_AIM_: Can you copy the listing below word for word, from the line that contains "Q: What region does the car occupy?" through the end of the listing, leaving out the pictures?

_DATA ENTRIES_:
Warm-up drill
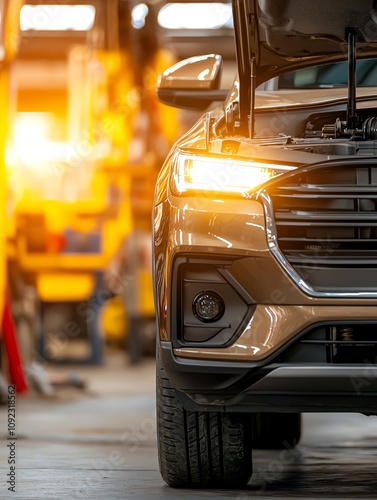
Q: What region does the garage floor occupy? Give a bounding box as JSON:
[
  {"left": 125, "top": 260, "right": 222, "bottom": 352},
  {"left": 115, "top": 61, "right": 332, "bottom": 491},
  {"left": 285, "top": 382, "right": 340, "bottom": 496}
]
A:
[{"left": 0, "top": 351, "right": 377, "bottom": 500}]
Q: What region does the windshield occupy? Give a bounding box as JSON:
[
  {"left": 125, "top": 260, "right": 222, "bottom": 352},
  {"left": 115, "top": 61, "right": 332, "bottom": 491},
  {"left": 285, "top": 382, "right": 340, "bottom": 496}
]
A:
[{"left": 279, "top": 59, "right": 377, "bottom": 89}]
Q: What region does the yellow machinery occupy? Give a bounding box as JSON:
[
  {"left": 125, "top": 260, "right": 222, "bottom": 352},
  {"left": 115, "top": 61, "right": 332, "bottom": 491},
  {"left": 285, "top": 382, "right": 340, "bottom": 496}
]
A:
[
  {"left": 7, "top": 3, "right": 137, "bottom": 362},
  {"left": 0, "top": 0, "right": 23, "bottom": 318},
  {"left": 7, "top": 0, "right": 177, "bottom": 362}
]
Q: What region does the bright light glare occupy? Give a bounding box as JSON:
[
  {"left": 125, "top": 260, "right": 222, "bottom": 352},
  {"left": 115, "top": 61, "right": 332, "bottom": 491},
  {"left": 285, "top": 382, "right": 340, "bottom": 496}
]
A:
[
  {"left": 131, "top": 3, "right": 149, "bottom": 29},
  {"left": 20, "top": 4, "right": 96, "bottom": 31},
  {"left": 158, "top": 3, "right": 233, "bottom": 30},
  {"left": 175, "top": 155, "right": 295, "bottom": 193}
]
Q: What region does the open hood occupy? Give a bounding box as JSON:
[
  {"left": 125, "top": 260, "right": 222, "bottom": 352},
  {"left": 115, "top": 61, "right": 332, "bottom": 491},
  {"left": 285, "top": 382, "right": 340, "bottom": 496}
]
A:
[
  {"left": 233, "top": 0, "right": 377, "bottom": 137},
  {"left": 233, "top": 0, "right": 377, "bottom": 85}
]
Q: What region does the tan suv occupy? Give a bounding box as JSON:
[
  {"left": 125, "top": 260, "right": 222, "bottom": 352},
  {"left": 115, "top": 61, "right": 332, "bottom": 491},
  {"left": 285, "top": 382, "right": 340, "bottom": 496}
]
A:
[{"left": 153, "top": 0, "right": 377, "bottom": 487}]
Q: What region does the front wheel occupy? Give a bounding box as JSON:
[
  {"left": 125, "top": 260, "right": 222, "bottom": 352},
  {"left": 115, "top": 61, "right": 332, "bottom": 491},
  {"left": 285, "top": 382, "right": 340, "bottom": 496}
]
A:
[{"left": 157, "top": 350, "right": 252, "bottom": 488}]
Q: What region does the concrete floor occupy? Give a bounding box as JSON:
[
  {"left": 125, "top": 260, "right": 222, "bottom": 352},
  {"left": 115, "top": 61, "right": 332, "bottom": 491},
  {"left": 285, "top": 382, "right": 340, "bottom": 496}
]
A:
[{"left": 0, "top": 351, "right": 377, "bottom": 500}]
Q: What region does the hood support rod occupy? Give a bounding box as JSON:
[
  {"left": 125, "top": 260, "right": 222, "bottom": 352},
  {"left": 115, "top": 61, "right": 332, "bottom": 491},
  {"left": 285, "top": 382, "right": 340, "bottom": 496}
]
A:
[
  {"left": 249, "top": 55, "right": 256, "bottom": 139},
  {"left": 346, "top": 29, "right": 358, "bottom": 134}
]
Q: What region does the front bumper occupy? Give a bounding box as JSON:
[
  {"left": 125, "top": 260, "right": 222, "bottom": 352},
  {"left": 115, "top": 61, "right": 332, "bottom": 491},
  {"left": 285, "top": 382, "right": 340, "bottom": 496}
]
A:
[
  {"left": 161, "top": 342, "right": 377, "bottom": 414},
  {"left": 154, "top": 193, "right": 377, "bottom": 414}
]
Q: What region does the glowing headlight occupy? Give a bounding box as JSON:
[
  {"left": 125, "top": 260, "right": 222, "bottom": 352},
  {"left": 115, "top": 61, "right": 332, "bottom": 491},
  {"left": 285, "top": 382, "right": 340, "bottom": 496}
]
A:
[{"left": 174, "top": 154, "right": 296, "bottom": 193}]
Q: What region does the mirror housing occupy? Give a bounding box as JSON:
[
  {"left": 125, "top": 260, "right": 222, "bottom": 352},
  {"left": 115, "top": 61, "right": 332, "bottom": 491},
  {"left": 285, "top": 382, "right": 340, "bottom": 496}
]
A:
[{"left": 157, "top": 54, "right": 229, "bottom": 110}]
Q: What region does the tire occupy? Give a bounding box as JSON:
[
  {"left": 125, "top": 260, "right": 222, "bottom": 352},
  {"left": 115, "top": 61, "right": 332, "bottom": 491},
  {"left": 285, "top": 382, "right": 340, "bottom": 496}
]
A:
[
  {"left": 253, "top": 413, "right": 301, "bottom": 450},
  {"left": 157, "top": 350, "right": 252, "bottom": 488}
]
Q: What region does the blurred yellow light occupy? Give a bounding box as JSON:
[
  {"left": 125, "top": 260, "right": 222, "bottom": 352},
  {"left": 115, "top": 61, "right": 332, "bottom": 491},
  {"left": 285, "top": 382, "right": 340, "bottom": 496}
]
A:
[
  {"left": 175, "top": 154, "right": 295, "bottom": 193},
  {"left": 158, "top": 2, "right": 233, "bottom": 29},
  {"left": 20, "top": 4, "right": 96, "bottom": 31}
]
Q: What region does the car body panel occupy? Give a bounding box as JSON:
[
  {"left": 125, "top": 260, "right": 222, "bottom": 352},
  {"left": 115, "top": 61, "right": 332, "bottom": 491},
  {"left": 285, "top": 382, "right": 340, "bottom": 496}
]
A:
[{"left": 154, "top": 0, "right": 377, "bottom": 414}]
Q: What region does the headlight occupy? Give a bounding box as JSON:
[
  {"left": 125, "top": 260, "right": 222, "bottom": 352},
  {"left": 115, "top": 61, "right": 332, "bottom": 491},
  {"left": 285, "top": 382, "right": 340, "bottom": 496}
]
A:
[{"left": 174, "top": 154, "right": 296, "bottom": 194}]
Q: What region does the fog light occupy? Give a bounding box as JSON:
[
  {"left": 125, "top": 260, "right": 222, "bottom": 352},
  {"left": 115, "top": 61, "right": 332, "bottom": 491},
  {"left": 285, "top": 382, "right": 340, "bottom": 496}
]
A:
[{"left": 192, "top": 290, "right": 225, "bottom": 323}]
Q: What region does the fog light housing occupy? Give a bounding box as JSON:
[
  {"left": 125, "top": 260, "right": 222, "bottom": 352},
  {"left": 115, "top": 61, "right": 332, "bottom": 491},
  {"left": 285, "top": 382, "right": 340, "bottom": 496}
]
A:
[{"left": 192, "top": 290, "right": 225, "bottom": 323}]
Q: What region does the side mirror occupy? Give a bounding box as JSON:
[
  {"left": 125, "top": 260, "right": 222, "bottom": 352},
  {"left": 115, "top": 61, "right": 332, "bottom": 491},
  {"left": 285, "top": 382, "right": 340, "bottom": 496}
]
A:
[{"left": 157, "top": 54, "right": 229, "bottom": 110}]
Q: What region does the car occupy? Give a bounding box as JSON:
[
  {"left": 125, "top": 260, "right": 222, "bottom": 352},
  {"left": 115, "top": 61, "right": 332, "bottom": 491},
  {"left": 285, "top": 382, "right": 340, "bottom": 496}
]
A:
[{"left": 153, "top": 0, "right": 377, "bottom": 488}]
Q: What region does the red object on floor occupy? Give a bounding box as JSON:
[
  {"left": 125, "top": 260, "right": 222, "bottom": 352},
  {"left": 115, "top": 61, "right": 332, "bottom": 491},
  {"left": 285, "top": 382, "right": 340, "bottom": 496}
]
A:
[{"left": 1, "top": 293, "right": 27, "bottom": 393}]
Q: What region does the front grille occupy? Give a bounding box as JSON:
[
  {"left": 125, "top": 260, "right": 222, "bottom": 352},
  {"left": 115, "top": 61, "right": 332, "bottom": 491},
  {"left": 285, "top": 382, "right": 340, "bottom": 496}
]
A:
[
  {"left": 268, "top": 161, "right": 377, "bottom": 293},
  {"left": 277, "top": 323, "right": 377, "bottom": 365}
]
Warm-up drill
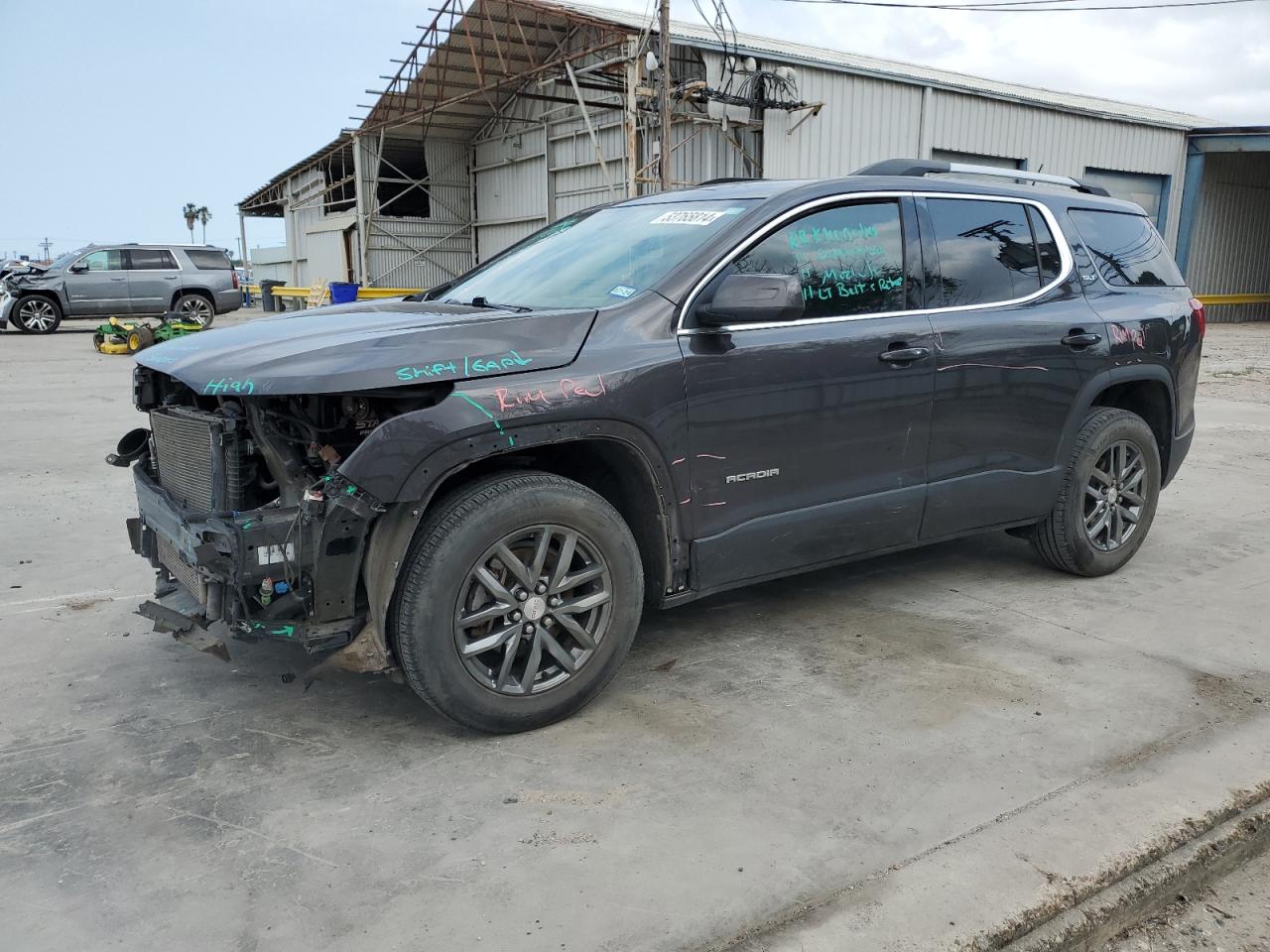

_EXERCISE RESULT_:
Q: What region does the car occupy? Give a bounding box as JSON:
[
  {"left": 125, "top": 260, "right": 222, "bottom": 352},
  {"left": 115, "top": 61, "right": 332, "bottom": 491},
  {"left": 285, "top": 382, "right": 340, "bottom": 496}
]
A:
[{"left": 153, "top": 0, "right": 377, "bottom": 488}]
Q: What region does the red object on floor occupy? Give a bounding box as JSON:
[
  {"left": 125, "top": 260, "right": 222, "bottom": 352},
  {"left": 115, "top": 61, "right": 332, "bottom": 491},
  {"left": 285, "top": 382, "right": 340, "bottom": 496}
]
A:
[{"left": 1, "top": 293, "right": 27, "bottom": 393}]
Q: What region does the front grille occupy? Give a bounding box as JSON:
[
  {"left": 125, "top": 260, "right": 222, "bottom": 352},
  {"left": 115, "top": 61, "right": 332, "bottom": 491},
  {"left": 285, "top": 382, "right": 340, "bottom": 496}
]
A:
[
  {"left": 268, "top": 161, "right": 377, "bottom": 293},
  {"left": 277, "top": 323, "right": 377, "bottom": 365}
]
Warm-up drill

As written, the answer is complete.